▶ _JOB 1_: Translate this sentence from the post on the 2021 Big Book shortlist into Spanish: "And those I haven't read generally sound interesting."
▶ _JOB 2_: Count the lines of the entries that contain the string "hair", treating case as significant, and give only the number.

▶ _EXCERPT_:
***
Saturday, June 19, 2021

Lizok’s Summer Reading Plan: The 2021 Big Book Shortlist

On Wednesday the Big Book Award announced a list of thirteen finalists for the 2021 prize. I’ve read very little from this year’s longlist thus far so can’t decide if I’m surprised that some authors (Vera Bogdanova, for example) didn’t make the list, though I know I’m a little disappointed Bogdanova’s novel – as well as, for various reasons, books by Sergei Nosov, Pavel Krusanov, and Irina Bogatyreva – wasn’t on it. Lots of familiar, perennial nominees and “usual suspects” were left out, too: Ilya Boyashov, Shamil Idiatullin, Zakhar Prilepin, Andrei Rubanov, Sergei Samsonov, and Roman Senchin among them. And Alexander Pelevin’s Pokrov-17, which recently won the National Bestseller Award, isn’t a Big Book finalist either. I’m reading Pokrov-17 now and enjoying it for its suspense and weirdness but haven’t yet read enough to go on record saying more than that.

In any case, the good news is that this year’s books look far more promising than last year’s, though (as my husband likes to say) that sets the bar pretty low. I’m sure some of my positive feelings about the 2021 list involve my familiarity with some of the authors: I’ve translated three of them and know four more. I’ve read and enjoyed (or at least finished!) books by others. And those I haven’t read generally sound interesting. Unfortunately, my biggest regret about the list is that (here I go again!) only four of the thirteen books were written by women, though (as always), I don’t know much about the overall pool of Big Book nominees. I’m happiest because I’m glad this list looks likely to keep me reading.

And so. Here’s the list, in Russian alphabetical order by author surname:

  • In Narine Abgaryan’s Симон (Simon), a man’s death brings together his former loves, who tell their stories. I read a large chunk of Simon on my reader but am going to reread (and finish) the novel on paper. (I think I’m getting crankier and crankier about electronic reading! I really need to flip those pages.) 
  • Dmitry Bavilsky’s Желание быть городом (The Desire to be a City?) describes itself in the book’s subtitle as “Итальянский травелог эпохи Твиттера в шести частях и тридцати пяти городах” – “A Twitter-era Italian travelogue, in six parts and thirty-five cities.” The publisher’s description uses the terms “documentary novel” and “autofiction.” I’m not much for travelogues but I do like, even relish, the thought of Bavilsky describing works of art he hasn’t seen.
  • Yury Buida’s Сады Виверны (The Wyvern’s Gardens, I guess?) sounds difficult to summarize with its three countries and four temporal settings so I’m just going to focus on thinking about the word “wyvern” for now. And buy the book.
***
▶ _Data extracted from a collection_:
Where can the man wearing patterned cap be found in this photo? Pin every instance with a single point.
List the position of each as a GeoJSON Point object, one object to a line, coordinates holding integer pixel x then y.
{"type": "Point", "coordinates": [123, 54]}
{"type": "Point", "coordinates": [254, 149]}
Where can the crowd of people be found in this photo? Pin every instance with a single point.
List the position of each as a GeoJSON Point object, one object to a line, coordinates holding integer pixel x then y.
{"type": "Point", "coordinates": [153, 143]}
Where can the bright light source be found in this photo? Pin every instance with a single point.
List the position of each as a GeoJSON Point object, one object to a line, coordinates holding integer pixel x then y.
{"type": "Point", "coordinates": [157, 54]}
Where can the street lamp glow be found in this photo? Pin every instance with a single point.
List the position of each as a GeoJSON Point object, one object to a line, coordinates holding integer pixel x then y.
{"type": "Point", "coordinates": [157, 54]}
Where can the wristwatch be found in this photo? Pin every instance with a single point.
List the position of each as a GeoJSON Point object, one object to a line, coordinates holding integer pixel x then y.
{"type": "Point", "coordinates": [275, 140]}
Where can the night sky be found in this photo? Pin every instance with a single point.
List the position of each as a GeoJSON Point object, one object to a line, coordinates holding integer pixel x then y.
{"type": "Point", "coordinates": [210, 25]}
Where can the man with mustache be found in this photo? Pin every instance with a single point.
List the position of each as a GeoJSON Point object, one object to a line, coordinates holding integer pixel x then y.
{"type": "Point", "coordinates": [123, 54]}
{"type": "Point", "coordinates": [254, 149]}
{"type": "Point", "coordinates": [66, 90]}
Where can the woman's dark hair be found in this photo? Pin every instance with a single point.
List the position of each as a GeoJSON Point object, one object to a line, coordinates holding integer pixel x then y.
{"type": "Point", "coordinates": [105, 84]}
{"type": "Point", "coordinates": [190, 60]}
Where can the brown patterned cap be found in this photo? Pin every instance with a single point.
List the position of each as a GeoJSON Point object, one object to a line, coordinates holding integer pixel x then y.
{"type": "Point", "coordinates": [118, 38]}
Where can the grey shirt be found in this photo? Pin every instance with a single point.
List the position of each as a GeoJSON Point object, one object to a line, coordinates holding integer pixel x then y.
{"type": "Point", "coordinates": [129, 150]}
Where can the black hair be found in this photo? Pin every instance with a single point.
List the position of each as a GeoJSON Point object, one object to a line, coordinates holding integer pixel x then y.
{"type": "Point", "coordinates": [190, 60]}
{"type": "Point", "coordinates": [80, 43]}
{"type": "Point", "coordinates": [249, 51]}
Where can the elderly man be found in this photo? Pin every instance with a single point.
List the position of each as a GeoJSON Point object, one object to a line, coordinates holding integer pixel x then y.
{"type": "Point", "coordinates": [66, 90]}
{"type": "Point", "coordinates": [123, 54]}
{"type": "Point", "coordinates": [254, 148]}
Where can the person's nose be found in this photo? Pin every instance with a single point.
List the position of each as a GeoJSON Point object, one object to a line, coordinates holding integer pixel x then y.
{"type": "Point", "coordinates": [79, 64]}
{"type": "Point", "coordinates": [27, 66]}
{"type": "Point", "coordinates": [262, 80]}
***
▶ _FINISHED ANSWER 1_: Y los que no he leído, en general, parecen interesantes.

▶ _FINISHED ANSWER 2_: 2